### [EXCERPTED PASSAGE]
★ ★ ★

Tracking a single-node multi-GPU job#

To configure Neptune to track your single-node, multi-GPU distributed training job:

Create a new Neptune run only on the main process.

if __name__ == "__main__":
    ...
    rank = int(os.environ["RANK"])
    local_rank = int(os.environ["LOCAL_RANK"])
    ...
    net = nn.parallel.DistributedDataParallel(net, device_ids=[local_rank])
    ...
    run = (
        neptune.init_run()
        if rank == 0
        else None
    )

This ensures that you create and log metadata to a single run.

Log metadata only from the main process.

...

if __name__ == "__main__":
    run = (
        neptune.init_run()
        if rank == 0
        else None
    )

    ...

    if rank == 0:
        acc = ...
        run["metrics/valid/acc"] = acc

Expected outcome

All metadata of the training job is logged to the same run.

See example script

Logging to multiple instances of the same run#

You can initialize multiple run instances that log metadata to the same run by creating a custom run identifier.

You can then pass the custom ID to the custom_run_id argument of the init_run() function across all processes. Initializing each run with the same ID ensures that all the metadata is ultimately logged to a single run.

if __name__ == "__main__":

    ...

    if rank == 0:
        custom_run_id = [hashlib.md5(str(time.time()).encode()).hexdigest()] # (1)!
        monitoring_namespace = "monitoring"
    else:
        custom_run_id = [None]
        monitoring_namespace = f"monitoring/{rank}"

    dist.broadcast_object_list(custom_run_id, src=0)
    custom_run_id = custom_run_id[0]

    run = neptune.init_run(
        custom_run_id=custom_run_id,
        monitoring_namespace=monitoring_namespace,
    )

    # Train model
    ...

Automatically create and broadcast custom_run_id to all processes.

See example script

Ubuntu macOS Windows

export NEPTUNE_CUSTOM_RUN_ID=`date +"%Y%m%d%H%M%s%N" | md5sum`

export NEPTUNE_CUSTOM_RUN_ID=`date +"%Y%m%d%H%M%s%N" | md5`

set NEPTUNE_CUSTOM_RUN_ID=`date +"%Y%m%d%H%M%s%N"`

For more instructions, see Set custom run ID.

★ ★ ★

### [WRITTEN TASK 1]
Collect every line of the records that contains the string "tank", and treat uppercase and lowercase letters as different.

★ ★ ★

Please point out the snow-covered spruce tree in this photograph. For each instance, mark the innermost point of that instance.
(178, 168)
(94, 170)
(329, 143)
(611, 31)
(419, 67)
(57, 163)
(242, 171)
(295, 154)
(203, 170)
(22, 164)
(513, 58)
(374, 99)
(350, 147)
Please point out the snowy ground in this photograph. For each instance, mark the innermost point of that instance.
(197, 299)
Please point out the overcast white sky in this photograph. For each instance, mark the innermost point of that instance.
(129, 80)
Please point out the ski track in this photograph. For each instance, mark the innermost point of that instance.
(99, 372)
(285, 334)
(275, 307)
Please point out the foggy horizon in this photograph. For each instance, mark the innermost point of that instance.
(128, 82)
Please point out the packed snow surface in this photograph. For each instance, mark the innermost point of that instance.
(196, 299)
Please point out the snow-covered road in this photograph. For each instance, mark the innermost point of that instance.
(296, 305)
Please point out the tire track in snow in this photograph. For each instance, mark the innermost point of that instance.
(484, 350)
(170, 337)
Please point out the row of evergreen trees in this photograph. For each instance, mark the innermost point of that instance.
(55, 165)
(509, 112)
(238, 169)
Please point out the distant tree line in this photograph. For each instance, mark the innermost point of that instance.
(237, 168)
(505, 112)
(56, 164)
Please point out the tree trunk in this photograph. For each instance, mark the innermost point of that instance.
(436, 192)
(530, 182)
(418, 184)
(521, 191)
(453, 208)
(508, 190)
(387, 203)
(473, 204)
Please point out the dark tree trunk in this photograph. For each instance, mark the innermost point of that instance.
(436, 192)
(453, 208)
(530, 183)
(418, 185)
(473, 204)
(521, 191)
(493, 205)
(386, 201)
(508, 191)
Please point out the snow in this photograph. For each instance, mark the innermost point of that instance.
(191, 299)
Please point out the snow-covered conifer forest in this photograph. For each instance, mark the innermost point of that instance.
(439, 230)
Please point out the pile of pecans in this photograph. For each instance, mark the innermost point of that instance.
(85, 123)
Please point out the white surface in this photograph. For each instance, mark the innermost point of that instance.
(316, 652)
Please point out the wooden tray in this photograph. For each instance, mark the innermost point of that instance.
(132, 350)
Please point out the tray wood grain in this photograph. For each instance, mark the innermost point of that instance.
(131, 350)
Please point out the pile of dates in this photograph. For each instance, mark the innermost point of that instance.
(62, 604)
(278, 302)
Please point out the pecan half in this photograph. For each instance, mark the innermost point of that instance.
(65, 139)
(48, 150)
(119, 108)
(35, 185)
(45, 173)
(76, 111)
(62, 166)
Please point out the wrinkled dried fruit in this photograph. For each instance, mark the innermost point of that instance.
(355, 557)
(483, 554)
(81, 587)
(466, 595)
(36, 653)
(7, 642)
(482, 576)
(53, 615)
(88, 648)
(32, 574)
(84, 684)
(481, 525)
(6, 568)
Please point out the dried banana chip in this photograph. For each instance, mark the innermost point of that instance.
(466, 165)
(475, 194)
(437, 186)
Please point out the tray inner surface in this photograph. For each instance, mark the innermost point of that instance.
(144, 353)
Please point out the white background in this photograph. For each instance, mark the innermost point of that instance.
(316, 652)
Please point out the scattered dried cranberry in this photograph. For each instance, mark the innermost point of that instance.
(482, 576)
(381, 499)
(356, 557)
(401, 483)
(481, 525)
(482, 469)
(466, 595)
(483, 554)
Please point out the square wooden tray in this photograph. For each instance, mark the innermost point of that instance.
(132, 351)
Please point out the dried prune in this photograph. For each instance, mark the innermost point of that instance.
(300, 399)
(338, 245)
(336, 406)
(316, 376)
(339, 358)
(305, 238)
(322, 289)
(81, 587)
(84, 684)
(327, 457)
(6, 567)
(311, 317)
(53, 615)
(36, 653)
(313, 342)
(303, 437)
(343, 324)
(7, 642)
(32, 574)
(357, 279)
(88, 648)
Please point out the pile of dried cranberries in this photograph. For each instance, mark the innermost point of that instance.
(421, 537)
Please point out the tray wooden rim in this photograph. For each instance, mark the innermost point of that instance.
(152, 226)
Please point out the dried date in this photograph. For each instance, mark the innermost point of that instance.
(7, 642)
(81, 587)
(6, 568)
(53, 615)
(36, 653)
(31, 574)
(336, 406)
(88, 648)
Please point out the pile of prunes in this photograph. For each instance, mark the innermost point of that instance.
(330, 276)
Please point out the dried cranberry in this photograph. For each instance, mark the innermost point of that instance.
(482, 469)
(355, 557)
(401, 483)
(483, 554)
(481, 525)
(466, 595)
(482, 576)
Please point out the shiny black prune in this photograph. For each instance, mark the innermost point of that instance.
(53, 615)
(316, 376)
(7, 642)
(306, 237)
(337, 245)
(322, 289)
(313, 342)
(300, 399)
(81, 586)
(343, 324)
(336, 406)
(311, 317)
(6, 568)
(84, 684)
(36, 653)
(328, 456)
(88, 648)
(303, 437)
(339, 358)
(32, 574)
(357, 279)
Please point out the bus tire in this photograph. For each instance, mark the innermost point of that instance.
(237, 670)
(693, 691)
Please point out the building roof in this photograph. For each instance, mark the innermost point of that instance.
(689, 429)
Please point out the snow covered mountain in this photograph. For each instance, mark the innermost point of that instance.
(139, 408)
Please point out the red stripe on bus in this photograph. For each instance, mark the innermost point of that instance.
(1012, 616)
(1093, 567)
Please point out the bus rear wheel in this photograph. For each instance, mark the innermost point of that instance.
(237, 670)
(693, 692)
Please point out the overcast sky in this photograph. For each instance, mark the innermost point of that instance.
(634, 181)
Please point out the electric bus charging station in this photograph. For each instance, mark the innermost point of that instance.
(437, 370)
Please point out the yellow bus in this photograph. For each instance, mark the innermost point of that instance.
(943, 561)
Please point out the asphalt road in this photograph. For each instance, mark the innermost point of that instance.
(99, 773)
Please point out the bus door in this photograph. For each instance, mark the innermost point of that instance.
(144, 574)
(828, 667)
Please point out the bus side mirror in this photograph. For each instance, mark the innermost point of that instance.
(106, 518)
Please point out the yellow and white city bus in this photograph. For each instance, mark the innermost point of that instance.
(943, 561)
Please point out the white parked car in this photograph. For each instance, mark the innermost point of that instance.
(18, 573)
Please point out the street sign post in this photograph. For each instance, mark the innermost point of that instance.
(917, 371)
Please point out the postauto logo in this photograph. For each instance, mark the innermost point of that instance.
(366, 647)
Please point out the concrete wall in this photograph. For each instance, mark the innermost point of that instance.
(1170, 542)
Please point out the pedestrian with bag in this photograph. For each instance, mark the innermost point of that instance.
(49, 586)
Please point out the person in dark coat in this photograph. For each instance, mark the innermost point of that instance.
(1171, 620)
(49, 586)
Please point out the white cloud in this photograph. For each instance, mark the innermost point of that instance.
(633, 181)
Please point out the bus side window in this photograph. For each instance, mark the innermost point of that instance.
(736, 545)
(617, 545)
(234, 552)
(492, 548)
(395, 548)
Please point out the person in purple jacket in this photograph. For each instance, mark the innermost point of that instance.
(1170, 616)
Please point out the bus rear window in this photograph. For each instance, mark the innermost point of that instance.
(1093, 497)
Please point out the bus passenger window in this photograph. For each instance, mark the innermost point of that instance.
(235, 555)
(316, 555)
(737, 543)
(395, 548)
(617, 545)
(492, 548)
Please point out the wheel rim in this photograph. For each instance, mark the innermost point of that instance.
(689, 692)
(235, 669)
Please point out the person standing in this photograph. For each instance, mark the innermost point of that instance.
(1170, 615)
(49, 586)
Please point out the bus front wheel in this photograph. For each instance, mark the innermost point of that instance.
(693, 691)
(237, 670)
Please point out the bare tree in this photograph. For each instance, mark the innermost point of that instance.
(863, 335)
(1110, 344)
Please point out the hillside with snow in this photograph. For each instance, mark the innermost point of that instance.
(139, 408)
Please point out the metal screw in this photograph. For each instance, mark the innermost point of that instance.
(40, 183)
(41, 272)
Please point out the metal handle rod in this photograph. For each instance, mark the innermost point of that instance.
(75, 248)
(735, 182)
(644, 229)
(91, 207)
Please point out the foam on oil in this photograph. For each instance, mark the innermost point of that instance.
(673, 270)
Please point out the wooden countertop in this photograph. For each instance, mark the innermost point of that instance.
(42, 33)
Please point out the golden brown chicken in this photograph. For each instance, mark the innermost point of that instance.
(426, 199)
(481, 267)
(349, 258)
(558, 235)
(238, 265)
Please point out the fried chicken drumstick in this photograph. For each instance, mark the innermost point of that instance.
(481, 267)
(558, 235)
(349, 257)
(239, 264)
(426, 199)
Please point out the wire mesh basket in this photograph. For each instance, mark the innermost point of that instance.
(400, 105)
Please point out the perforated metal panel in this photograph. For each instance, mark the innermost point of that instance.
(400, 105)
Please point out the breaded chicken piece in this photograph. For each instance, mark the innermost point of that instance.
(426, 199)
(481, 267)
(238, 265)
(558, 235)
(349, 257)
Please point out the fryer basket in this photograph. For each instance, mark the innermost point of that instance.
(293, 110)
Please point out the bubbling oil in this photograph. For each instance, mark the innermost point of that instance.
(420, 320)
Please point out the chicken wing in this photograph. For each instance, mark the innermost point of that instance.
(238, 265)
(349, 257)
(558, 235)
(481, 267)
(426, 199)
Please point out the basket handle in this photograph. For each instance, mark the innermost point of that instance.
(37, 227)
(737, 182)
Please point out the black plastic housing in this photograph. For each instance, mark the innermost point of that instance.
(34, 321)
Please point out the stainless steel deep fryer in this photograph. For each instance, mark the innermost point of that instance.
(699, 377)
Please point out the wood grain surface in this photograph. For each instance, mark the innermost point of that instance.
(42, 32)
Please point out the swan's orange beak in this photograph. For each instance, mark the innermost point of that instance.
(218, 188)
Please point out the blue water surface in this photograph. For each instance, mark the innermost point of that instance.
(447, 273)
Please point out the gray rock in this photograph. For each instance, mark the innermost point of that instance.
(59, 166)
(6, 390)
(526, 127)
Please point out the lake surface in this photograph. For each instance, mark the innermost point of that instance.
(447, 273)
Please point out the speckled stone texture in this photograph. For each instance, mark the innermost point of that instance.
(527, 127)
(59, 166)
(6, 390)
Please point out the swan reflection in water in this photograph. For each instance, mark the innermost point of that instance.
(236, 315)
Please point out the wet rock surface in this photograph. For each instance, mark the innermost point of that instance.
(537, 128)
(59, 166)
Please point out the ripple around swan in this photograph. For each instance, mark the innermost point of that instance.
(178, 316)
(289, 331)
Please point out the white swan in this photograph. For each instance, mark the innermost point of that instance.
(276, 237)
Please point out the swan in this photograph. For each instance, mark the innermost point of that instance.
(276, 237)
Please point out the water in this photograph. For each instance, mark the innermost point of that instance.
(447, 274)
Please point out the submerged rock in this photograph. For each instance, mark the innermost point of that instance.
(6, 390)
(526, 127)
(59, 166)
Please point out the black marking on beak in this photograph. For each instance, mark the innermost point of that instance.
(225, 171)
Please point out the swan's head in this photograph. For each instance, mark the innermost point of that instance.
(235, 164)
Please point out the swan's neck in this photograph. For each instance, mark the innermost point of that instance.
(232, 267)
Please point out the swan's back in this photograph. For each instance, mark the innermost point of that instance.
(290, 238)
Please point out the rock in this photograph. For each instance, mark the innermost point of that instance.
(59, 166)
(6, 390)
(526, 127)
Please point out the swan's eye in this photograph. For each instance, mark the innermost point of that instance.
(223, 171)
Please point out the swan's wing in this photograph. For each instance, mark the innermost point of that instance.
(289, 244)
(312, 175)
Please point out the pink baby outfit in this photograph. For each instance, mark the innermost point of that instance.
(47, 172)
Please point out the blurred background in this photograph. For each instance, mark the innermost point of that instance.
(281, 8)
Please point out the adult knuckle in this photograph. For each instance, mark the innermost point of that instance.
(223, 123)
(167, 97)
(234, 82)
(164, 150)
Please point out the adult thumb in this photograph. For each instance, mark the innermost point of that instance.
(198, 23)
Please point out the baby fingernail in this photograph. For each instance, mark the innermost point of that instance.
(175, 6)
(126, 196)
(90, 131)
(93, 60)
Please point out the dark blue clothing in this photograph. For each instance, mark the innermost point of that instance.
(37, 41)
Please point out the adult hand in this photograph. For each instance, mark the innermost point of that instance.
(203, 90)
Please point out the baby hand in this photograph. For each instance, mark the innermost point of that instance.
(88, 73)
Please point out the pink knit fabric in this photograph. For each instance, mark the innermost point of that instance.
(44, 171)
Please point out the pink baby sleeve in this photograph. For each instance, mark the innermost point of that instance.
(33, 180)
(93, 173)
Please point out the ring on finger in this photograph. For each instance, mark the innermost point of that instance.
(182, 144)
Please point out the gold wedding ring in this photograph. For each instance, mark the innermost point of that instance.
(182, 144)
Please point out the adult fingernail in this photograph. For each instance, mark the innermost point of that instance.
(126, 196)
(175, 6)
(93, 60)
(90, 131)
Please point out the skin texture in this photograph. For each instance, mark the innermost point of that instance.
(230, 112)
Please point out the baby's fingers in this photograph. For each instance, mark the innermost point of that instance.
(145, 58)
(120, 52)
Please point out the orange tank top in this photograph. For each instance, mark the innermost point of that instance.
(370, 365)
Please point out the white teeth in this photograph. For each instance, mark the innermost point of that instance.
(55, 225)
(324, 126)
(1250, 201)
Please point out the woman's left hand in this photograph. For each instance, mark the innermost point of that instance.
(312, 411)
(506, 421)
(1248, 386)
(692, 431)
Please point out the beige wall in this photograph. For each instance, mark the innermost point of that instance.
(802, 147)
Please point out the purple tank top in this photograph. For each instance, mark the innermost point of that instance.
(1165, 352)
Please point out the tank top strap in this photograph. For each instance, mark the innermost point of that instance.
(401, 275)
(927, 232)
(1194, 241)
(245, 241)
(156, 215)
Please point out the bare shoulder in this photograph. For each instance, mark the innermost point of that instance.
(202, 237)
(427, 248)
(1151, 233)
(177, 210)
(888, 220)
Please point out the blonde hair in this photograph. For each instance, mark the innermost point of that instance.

★ ★ ★

### [WRITTEN TASK 2]
Which operating systems does the Neptune multi-GPU tracking guide name above its export and set commands?

### [FINISHED ANSWER 1]
Please point out the orange tank top in this photograph. For each instance, mark the innermost point of that instance.
Please point out the purple tank top in this photograph. For each instance, mark the innermost point of that instance.
Please point out the tank top strap in this photograph. For each instance, mark the innermost point of that instance.

### [FINISHED ANSWER 2]
Ubuntu, macOS, Windows